**Exercise directions**
In the records below, find the line containing "on pavement using the picture above."; copy exactly that line and all lines after it to the end, and nothing else.

(Records from a dataset)
▬▬▬▬▬▬
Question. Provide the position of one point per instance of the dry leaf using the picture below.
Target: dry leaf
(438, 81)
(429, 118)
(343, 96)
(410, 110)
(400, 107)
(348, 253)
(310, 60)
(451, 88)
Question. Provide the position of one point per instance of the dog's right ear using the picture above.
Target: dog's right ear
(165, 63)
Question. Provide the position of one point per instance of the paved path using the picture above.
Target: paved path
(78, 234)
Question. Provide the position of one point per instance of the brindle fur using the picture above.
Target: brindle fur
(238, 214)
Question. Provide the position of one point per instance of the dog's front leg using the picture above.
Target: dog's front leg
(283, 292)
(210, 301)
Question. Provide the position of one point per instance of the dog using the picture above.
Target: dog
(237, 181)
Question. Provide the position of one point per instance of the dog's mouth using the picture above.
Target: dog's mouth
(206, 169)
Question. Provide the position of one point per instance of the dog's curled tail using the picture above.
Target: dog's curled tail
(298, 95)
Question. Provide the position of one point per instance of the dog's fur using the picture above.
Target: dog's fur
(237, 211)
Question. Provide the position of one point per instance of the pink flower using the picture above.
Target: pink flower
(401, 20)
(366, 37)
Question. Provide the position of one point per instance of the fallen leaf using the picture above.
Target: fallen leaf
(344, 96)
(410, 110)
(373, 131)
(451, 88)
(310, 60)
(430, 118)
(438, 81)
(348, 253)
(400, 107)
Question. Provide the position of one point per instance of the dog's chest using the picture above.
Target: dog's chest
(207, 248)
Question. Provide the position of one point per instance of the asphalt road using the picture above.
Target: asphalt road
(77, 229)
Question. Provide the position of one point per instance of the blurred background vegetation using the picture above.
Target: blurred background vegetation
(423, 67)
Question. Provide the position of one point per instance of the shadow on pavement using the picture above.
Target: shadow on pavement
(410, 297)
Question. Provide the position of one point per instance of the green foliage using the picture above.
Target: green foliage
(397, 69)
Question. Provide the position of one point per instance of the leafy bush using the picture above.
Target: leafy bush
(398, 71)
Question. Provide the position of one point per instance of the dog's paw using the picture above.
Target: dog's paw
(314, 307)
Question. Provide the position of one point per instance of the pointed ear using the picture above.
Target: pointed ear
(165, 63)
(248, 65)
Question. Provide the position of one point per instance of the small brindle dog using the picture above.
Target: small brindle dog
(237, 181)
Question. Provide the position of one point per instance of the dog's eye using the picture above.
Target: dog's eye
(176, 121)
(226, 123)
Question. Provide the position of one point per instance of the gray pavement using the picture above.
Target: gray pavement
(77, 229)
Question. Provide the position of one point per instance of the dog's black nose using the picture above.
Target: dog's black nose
▬▬▬▬▬▬
**Response to the task**
Question. Provide the position of one point per instance of the shadow on pavement using the picture above.
Target: shadow on pavement
(410, 297)
Question. Provide the position of one point per instance of the green foliage using the picture above.
Target: green foliage
(397, 69)
Question. Provide the position of one point per instance of the leafy bush using the picture above.
Target: leafy bush
(398, 71)
Question. Provide the position of one point per instance of the dog's paw using the picture above.
Target: dog's paw
(314, 307)
Question. Provide the position of one point per instance of the pointed ear using the picture above.
Target: pointed ear
(165, 63)
(248, 65)
Question. Provide the position of one point per instance of the small brindle dog using the picture above.
Target: small brindle dog
(237, 181)
Question. Provide the position of one point per instance of the dog's eye using the picture above.
Target: dog's eye
(176, 121)
(226, 123)
Question. Provide the position of one point per instance of the gray pavement using the picture above.
Target: gray pavement
(77, 229)
Question. Provide the position of one point per instance of the dog's black nose using the picture above.
Target: dog's black nose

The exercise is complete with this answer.